--- Start of RECORDS TO USE ---
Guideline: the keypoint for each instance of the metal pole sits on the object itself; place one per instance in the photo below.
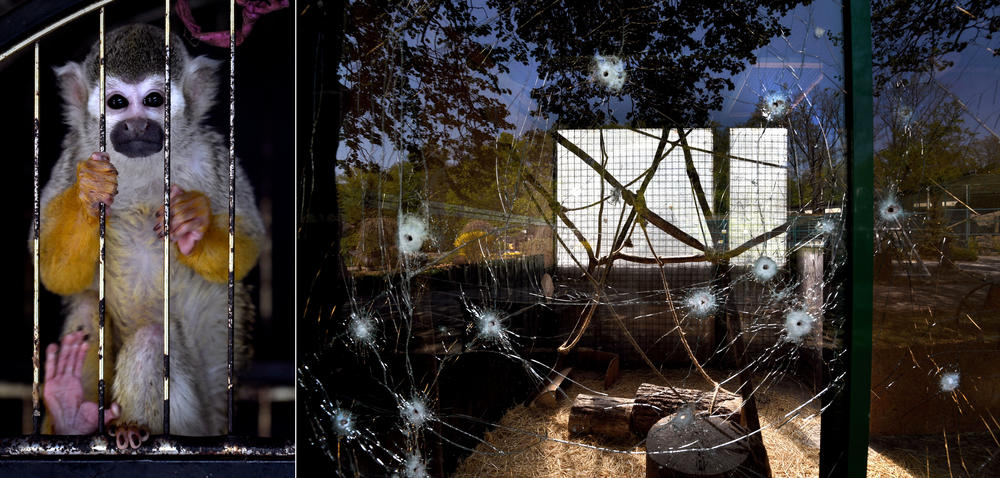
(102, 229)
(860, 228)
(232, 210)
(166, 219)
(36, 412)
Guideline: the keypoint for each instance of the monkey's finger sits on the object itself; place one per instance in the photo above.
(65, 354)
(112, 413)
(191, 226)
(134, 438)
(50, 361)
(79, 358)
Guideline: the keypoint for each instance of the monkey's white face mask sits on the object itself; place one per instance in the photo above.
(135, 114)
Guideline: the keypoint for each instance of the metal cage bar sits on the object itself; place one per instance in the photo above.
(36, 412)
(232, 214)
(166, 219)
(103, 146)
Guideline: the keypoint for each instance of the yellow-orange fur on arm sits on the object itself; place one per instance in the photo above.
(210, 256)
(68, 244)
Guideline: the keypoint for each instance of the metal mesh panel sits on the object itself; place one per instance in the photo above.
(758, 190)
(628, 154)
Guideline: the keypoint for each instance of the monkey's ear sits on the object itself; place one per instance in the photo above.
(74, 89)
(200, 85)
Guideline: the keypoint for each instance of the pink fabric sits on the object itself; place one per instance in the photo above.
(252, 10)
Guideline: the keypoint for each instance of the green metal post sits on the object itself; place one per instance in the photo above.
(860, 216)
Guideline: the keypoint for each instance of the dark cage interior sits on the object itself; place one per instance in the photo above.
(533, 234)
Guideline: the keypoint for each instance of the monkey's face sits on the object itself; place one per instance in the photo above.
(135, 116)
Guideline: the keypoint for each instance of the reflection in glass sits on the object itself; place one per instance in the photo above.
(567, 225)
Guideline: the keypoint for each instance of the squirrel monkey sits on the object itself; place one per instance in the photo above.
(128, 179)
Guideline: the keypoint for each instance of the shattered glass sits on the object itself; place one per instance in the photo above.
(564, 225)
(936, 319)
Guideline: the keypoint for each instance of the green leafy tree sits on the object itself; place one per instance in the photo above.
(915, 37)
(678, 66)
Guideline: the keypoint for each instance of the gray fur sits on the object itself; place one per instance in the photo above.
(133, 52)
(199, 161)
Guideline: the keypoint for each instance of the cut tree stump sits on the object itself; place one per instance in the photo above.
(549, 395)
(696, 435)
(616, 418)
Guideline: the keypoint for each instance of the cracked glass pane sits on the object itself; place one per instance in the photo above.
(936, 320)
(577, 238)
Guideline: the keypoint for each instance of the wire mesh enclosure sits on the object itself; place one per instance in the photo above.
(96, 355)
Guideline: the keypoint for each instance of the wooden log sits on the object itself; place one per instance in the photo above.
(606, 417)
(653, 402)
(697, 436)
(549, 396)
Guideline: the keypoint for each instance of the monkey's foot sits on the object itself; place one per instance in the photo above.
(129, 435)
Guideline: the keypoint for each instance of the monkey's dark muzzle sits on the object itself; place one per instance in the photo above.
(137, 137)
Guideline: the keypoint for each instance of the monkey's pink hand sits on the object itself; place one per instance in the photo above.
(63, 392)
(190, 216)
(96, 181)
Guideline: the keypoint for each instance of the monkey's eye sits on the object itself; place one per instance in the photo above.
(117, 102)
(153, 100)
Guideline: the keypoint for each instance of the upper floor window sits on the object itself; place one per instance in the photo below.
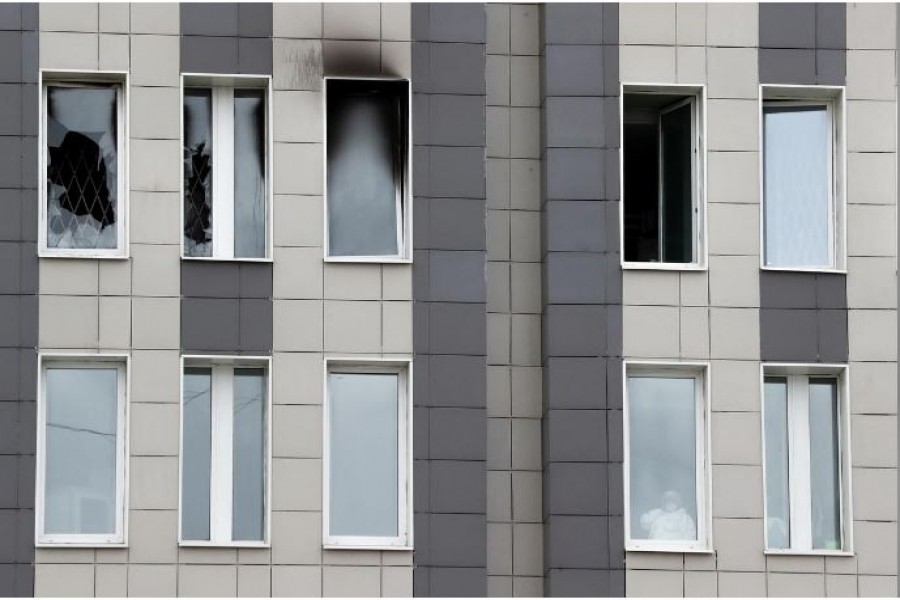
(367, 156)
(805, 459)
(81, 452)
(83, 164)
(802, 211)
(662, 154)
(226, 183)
--- End of RECORDS TO USE ---
## GIVEN REQUEST:
Reproduce every line of the records from the line containing "Guideline: the keypoint for each instance of the monkey's eye" through the end of the records, adding 19 to both values of each coordinate pair. Leave the pictures out.

## THE RESULT:
Guideline: the keypoint for each instance of the monkey's eye sits on the object itself; place one per instance in the photo above.
(136, 121)
(172, 119)
Guideline: the keypoint for each instance of the upper floor window sits on the object itself; place one per instance in the photo below.
(386, 175)
(824, 478)
(100, 471)
(102, 183)
(821, 230)
(681, 173)
(245, 202)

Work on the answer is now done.